◆ **YOUR TASK**
Among the entries that follow, some lines contain the word "rigging". Show all of them.

◆ **DATA FOR REVIEW**
-=-=-=-=-

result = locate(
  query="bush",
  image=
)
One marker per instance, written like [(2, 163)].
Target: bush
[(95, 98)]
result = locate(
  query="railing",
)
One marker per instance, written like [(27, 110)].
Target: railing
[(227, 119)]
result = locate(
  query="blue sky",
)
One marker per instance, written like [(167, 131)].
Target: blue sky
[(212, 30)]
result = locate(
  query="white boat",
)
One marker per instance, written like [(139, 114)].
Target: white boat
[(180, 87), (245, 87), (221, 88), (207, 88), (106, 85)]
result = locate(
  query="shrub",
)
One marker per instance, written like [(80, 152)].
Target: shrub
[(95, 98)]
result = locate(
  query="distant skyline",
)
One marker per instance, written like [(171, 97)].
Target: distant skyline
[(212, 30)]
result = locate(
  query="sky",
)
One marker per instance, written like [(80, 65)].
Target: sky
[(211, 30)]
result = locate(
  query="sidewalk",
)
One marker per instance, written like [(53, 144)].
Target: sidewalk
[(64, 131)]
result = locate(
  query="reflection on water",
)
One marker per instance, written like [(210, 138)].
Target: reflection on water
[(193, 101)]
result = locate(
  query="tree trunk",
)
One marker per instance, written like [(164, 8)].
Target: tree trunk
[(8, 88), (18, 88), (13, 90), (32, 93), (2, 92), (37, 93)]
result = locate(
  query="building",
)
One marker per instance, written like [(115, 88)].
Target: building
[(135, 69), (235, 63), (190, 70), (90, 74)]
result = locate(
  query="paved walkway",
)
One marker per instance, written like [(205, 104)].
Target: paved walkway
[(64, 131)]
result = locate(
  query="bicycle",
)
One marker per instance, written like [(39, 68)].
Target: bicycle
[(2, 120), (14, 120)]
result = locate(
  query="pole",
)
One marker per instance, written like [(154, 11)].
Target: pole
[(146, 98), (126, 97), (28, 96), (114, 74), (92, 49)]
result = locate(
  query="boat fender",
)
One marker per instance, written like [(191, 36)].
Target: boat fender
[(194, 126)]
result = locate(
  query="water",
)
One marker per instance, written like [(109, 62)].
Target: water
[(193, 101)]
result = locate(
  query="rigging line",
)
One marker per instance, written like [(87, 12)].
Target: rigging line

-=-=-=-=-

◆ **RESULT OF THIS EXERCISE**
  query="rigging line",
Target: rigging line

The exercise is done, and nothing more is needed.